## COMPITI DA SVOLGERE
1. Nell'articolo sui centri antiviolenza, quale editore ha pubblicato il libro di Lella Palladino "Non è un destino"?
2. Per favore, prosegui l'articolo sui centri antiviolenza dal punto in cui si interrompe.

## BRANO DA LEGGERE
►
CULTURA

La scoperta della libertà che passa per le alleanze

SCAFFALE
ALESSANDRA PIGLIARUITALIA

Quanto l’attuale pandemia abbia inciso nelle vite delle donne, in particolare quelle che stanno affrontando un percorso di fuoriuscita dalla violenza o intendono cominciarlo, risulta dalle testimonianze e dai dati forniti dai centri antiviolenza.
Fenomeno che non ha niente a che vedere con l’emergenza, l’esacerbarsi della violenza maschile si configura nella riflessione più lunga del femminismo e della politica delle donne, di tutto ciò che in questi anni viene portato avanti quotidianamente. Anche per queste ragioni è importante leggere il libro edito da Donzelli a firma di Lella Palladino. Si intitola Non è un destino (pp. 232, euro 14) e chi lo ha composto è figura centrale e autorevole nel vasto panorama dei centri antiviolenza e della pratica politica femminista che li sostanzia.
Sociologa e già presidente della rete Di.Re., Palladino rammenta di quanto tenace e interdisciplinare sia il lavoro che viene portato avanti da decenni anche in Italia; l’osservatorio di storie riportate nel volume restituisce corpo e presenza agli incontri diretti, soprattutto perché alla base vi è l’idea che «se è vero che anche la denuncia spesso non è sufficiente per salvarsi, avere a disposizione l’esperienza specialistica, la forza della sorellanza e una rete di supporto competente e sinergica può fare la differenza tra la vita e la morte».
BASTEREBBE LEGGERE ciò che riferiscono le cronache delle ultime settimane per comprendere quanto ciò che cerca di veicolare Lella Palladino sia tanto prezioso quanto definitivo da assumere, nella critica serrata che parte dalla lezione di Carla Lonzi alla «uguaglianza» e alla insufficienza delle politiche fondate sul mero riconoscimento della parità, insieme alla presa di coscienza che i centri antiviolenza siano dei luoghi della libertà femminile. Francesca, Vittoria, Lia, molti sono i nomi che compaiono nel quadro tracciato da Palladino, dietro ogni numero che entra nelle statistiche stilate ogni anno ci sono esistenze da ricostruire, connessioni da ricreare. Ne è convinta anche Rossana Carturan che nel suo romanzo breve Marinella (pubblicato in formato ebook dalle edizioni All Around in collaborazione con la Casa internazionale delle Donne di Roma, euro 4,99) ci consegna la vicenda di una «piccola storia ignobile», come recita il sottotitolo. A costeggiare la biografia della ragazzina protagonista, Marinella, rimasta cieca all’età di dieci anni a causa della reiterata violenza del proprio padre, ci sono due città come Bologna - negli anni della strage - insieme alla storia di una ricerca di riscatto e riparazione lontano da Napoli. Anche qui la vicinanza con le proprie simili, dalle insegnanti alle compagne di classe, darà struttura e sostegno alla parabola di liberazione.
◄
## RECORD FORNITI
►
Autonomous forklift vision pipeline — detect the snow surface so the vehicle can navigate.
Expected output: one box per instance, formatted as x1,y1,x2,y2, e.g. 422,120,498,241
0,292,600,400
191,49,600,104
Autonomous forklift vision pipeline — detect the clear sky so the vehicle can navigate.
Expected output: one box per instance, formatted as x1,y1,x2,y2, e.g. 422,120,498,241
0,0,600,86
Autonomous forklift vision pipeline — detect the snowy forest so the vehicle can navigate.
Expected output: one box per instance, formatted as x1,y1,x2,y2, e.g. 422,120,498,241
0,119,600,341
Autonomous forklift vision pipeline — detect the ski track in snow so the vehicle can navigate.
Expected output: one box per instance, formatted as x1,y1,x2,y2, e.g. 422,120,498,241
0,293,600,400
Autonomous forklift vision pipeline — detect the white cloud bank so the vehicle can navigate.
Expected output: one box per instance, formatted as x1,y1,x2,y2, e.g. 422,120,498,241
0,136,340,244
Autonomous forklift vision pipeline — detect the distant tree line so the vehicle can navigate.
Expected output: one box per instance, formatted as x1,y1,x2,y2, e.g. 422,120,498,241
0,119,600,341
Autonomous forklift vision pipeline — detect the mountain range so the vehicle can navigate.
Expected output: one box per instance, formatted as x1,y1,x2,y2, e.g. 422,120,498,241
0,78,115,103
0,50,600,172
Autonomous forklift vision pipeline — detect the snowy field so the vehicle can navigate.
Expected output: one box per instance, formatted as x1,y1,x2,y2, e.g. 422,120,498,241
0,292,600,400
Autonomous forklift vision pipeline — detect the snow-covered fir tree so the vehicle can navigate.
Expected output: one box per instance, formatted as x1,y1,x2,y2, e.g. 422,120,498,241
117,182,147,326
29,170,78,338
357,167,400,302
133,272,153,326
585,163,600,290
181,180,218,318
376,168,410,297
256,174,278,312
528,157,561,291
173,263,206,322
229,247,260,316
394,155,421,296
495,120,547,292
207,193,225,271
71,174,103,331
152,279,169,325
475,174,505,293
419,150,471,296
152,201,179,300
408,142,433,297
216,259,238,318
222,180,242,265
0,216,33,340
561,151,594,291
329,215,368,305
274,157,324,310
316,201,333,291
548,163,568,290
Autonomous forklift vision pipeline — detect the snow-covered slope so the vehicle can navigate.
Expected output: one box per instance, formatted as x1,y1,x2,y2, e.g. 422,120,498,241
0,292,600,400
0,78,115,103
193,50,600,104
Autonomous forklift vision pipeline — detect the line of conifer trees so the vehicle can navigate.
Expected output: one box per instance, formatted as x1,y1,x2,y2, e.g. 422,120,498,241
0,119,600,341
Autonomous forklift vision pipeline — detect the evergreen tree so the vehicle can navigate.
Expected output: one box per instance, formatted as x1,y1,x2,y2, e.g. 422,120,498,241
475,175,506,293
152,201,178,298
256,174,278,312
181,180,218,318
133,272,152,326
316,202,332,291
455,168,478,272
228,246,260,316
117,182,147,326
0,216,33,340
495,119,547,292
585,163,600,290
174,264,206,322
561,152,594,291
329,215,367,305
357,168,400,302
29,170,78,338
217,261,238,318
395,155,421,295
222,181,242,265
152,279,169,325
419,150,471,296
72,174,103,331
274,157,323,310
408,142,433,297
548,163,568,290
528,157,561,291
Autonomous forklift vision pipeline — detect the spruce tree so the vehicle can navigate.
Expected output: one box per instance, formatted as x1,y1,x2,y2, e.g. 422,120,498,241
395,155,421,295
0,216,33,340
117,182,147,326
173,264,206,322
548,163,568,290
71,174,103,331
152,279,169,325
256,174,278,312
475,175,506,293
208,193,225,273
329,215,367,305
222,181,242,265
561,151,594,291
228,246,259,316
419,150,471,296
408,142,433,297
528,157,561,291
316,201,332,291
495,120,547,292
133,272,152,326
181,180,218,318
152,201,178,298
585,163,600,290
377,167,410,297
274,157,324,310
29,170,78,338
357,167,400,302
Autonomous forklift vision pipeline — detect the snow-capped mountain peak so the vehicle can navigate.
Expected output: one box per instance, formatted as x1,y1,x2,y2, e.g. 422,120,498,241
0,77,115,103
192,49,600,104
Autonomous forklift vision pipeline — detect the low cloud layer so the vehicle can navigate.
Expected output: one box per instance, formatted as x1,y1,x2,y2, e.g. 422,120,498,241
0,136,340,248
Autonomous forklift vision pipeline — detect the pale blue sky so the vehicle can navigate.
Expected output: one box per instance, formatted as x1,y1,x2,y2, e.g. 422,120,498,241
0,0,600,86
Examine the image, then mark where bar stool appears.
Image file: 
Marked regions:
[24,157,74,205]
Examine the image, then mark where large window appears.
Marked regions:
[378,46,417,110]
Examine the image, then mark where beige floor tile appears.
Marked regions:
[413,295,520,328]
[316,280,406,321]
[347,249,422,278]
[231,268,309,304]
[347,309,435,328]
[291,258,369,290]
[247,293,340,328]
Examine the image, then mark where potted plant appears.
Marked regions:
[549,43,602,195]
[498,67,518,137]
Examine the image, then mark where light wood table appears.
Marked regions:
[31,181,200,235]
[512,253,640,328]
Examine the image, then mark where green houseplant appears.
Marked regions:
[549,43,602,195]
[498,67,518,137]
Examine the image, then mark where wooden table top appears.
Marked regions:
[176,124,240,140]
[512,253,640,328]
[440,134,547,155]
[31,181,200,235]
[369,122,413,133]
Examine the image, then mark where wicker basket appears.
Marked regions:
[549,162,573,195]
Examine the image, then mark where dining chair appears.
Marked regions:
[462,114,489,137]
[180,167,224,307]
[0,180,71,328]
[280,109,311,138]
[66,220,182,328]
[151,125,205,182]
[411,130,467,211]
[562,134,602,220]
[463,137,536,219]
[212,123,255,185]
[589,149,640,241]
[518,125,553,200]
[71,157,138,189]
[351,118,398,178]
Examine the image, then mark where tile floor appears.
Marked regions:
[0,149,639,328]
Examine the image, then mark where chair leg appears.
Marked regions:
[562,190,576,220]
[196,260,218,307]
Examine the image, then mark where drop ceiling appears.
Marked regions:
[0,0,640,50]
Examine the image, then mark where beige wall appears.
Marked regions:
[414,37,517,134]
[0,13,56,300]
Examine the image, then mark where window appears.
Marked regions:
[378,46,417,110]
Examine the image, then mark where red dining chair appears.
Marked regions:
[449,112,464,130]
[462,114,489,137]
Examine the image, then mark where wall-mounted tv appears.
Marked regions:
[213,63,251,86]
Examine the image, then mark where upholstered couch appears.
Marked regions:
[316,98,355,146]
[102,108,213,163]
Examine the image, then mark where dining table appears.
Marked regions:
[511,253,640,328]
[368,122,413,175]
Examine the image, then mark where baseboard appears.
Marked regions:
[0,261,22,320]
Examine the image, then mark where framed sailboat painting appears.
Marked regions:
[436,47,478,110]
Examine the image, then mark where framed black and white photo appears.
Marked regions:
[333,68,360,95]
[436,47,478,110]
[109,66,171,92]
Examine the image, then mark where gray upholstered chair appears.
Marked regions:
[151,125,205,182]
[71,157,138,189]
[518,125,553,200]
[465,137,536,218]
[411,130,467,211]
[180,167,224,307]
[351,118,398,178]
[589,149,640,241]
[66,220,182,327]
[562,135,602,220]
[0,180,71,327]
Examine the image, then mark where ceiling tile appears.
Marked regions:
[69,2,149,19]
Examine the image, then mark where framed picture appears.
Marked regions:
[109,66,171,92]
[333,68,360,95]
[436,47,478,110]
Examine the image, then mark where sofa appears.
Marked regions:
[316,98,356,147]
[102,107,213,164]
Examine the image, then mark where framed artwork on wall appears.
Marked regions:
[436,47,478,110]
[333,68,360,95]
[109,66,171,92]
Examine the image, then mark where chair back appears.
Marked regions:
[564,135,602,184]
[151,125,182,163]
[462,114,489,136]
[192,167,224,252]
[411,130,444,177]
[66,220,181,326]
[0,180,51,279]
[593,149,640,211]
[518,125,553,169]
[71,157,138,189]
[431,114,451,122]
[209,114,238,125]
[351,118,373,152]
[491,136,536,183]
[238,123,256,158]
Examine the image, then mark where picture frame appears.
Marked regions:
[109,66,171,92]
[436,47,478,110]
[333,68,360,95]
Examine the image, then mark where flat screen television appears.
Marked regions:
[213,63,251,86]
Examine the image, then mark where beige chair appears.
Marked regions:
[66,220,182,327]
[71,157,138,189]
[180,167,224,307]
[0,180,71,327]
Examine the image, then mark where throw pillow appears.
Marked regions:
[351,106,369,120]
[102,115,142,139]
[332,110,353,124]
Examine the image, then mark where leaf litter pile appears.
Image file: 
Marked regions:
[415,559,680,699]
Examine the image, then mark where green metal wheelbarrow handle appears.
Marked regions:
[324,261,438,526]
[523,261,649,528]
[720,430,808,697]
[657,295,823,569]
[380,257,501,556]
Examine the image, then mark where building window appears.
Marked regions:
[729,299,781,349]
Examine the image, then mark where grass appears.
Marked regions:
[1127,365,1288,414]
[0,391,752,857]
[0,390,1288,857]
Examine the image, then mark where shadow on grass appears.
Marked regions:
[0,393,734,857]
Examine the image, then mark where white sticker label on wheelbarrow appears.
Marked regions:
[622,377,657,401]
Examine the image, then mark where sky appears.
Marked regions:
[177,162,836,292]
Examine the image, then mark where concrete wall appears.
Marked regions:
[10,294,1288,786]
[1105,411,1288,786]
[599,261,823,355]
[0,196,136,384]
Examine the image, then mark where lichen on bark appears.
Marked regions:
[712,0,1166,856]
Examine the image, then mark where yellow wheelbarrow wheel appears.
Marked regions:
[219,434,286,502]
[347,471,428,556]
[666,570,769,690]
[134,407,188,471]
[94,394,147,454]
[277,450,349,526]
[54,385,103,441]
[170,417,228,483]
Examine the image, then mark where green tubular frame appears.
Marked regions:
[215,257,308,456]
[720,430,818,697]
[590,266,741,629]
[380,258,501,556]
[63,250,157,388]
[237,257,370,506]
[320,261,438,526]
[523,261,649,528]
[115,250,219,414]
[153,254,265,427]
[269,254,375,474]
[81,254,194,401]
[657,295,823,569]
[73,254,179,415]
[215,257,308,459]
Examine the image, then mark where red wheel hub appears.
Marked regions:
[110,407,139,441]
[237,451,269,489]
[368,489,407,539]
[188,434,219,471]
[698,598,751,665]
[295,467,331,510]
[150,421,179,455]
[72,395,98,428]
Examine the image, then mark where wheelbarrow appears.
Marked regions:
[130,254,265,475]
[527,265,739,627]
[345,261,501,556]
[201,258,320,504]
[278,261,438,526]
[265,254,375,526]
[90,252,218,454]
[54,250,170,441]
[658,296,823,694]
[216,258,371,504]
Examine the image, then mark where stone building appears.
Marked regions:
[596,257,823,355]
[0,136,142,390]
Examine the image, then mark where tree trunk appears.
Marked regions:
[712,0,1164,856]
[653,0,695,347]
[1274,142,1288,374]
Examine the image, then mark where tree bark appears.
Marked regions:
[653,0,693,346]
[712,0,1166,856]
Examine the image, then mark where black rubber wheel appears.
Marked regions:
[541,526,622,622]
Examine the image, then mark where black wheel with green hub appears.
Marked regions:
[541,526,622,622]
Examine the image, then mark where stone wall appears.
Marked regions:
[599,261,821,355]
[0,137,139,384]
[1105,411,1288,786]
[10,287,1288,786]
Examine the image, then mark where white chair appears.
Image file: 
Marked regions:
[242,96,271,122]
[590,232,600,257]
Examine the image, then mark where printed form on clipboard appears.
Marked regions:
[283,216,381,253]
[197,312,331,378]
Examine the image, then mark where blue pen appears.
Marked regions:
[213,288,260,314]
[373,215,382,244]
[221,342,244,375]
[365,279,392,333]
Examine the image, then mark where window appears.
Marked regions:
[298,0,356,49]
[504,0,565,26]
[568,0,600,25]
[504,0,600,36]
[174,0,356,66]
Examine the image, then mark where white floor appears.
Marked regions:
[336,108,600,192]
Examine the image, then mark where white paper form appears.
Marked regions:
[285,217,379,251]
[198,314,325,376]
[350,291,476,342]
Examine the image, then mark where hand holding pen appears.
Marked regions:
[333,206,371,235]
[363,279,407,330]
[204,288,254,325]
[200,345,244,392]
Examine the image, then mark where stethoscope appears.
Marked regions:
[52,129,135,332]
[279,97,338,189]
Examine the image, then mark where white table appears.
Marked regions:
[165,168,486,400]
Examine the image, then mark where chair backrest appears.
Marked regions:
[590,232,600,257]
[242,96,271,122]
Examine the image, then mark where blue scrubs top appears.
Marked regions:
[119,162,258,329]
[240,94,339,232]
◄
## RISPOSTE AI COMPITI
1. Donzelli.

2.
RACCONTARE una età incandescente, come quella della prima adolescenza, acquista contorni altrettanto urgenti verso un altro aspetto della violenza contro le donne, spesso giovani, che migrano per l’impossibilità di vivere nel proprio paese di origine e incontrano il fenomeno della tratta. Del tema si occupa, con delicatezza e misura, il progetto editoriale Faith (Epoké, pp. 40, euro 15), curato da Rossana Calbi; si tratta di un albo illustrato da Marta Bianchi, psicologa, e scritto da Andreina Bochicchio, avvocata. Ci sono i colori del mare di notte, a dipingere la traversata che da Benin City in Nigeria, la tredicenne Faith, intraprende per arrivare in Italia. I testi sono sincopati e a tratti lirici, carichi dello sfinimento di sapersi definitivamente in mano di uno sfruttamento.
Tre libri diversi, per struttura e stile, eppure con la medesima intenzione politica: quella di fare della forza femminile qualcosa capace di trasformare la realtà se ci si allea ad altre donne.